CONSIGNES:
a) D'après l'article sur le traité d'amitié entre l'Algérie et la France, quel jour Xavier Driencourt était-il l'invité des rencontres « Milles et une news » ?
b) Recopiez fidèlement le passage de l'article sur le traité d'amitié entre l'Algérie et la France qui va de « Un temps mis » jusqu'à « affirmé Xavier Driencourt. ».

Algérie. Plaidoyer de Xavier Driencourt pour la réconciliation algéro-française

 Algérie. Plaidoyer de Xavier Driencourt pour la réconciliation algéro-française

L’ambassadeur de France en Algérie

Un temps mis sous le boisseau pour cause d’une « guerre des mémoires » déclenchée en 2005, le traité d’amitié entre l’Algérie et la France renaît de ses cendres. Invité lundi 5 février des rencontres « Milles et une news » du quotidien arabophone Algérie-News, l’ambassadeur de France en Algérie, Xavier Driencourt, a émis le vœu de voir l’Algérie et la France signer cette année un traité d’amitié.

 

«Le traité d’exception n’a pas eu lieu pour des raisons que vous connaissez. Peut-être que ce sera pour 2012, ou 2013. Je crois que c’est une chose à laquelle il faut réfléchir. On a un traité d’amitié avec l’Allemagne, je ne peux que souhaiter le parallélisme avec l’Algérie», a affirmé Xavier Driencourt.

DONNÉES AFFICHÉES:

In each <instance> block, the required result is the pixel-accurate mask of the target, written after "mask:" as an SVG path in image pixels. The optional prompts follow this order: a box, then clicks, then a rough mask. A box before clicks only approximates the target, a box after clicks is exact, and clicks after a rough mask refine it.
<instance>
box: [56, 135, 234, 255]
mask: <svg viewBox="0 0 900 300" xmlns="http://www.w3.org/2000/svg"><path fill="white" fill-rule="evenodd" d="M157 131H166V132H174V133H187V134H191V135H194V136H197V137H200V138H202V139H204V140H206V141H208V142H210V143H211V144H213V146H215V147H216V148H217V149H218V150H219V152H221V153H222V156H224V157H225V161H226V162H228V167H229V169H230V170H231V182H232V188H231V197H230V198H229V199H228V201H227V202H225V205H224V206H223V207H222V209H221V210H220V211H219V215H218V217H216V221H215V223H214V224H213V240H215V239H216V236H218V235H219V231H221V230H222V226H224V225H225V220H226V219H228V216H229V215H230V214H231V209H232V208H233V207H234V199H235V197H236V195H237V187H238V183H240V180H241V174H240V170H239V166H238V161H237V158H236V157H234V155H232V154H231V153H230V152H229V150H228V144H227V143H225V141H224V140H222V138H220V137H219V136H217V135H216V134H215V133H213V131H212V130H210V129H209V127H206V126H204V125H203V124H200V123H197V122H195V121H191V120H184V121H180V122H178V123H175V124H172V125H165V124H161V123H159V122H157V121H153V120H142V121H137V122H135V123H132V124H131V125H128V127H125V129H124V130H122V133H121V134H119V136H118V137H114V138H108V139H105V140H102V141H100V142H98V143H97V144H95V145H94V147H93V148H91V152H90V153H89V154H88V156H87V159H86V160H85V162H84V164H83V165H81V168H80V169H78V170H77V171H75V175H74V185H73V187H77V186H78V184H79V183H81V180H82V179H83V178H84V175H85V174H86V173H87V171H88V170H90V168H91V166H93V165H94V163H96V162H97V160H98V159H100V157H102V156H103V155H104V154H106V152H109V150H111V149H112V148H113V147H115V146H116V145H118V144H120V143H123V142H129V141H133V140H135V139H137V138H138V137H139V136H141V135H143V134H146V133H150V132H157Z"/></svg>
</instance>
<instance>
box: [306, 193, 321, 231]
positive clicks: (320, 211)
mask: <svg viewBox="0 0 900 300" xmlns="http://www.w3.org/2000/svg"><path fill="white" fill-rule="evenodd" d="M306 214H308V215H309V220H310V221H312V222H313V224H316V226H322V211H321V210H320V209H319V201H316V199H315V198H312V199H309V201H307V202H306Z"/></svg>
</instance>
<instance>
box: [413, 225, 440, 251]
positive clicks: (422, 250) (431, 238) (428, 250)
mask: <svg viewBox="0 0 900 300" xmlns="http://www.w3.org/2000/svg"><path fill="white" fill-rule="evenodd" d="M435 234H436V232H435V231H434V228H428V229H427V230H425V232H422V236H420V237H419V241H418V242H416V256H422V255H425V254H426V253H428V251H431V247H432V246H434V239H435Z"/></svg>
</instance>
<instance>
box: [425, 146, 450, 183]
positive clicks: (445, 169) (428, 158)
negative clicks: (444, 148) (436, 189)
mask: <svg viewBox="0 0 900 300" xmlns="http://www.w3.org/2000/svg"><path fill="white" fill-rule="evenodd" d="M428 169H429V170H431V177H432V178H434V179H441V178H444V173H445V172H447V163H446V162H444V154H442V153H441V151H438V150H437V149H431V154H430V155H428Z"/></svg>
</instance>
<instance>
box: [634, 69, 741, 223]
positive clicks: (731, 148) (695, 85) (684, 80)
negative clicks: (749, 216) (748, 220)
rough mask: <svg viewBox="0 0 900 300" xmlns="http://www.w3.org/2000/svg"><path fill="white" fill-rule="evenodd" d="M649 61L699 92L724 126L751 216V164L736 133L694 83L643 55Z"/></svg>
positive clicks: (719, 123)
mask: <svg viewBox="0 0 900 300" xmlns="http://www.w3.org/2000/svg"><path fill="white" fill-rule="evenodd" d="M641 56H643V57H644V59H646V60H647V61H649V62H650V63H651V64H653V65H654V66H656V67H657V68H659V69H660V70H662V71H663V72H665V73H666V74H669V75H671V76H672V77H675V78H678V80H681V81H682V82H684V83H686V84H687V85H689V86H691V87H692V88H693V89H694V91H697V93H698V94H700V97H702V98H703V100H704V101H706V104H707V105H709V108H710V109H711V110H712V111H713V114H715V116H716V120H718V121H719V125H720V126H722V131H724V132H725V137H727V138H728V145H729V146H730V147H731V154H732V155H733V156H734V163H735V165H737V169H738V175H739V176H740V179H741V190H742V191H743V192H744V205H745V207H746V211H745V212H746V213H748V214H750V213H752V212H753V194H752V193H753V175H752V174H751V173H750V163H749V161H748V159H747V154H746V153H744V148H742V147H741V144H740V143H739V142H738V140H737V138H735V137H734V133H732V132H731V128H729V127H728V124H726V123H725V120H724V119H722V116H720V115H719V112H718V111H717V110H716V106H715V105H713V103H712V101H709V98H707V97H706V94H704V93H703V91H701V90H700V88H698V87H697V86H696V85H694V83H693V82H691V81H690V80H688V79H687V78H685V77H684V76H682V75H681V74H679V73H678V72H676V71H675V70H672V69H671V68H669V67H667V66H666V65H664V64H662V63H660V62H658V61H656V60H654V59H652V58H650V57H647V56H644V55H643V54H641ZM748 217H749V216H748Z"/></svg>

RÉPONSES:
a) Le lundi 5 février.

b)
Un temps mis sous le boisseau pour cause d’une « guerre des mémoires » déclenchée en 2005, le traité d’amitié entre l’Algérie et la France renaît de ses cendres. Invité lundi 5 février des rencontres « Milles et une news » du quotidien arabophone Algérie-News, l’ambassadeur de France en Algérie, Xavier Driencourt, a émis le vœu de voir l’Algérie et la France signer cette année un traité d’amitié.

 

«Le traité d’exception n’a pas eu lieu pour des raisons que vous connaissez. Peut-être que ce sera pour 2012, ou 2013. Je crois que c’est une chose à laquelle il faut réfléchir. On a un traité d’amitié avec l’Allemagne, je ne peux que souhaiter le parallélisme avec l’Algérie», a affirmé Xavier Driencourt.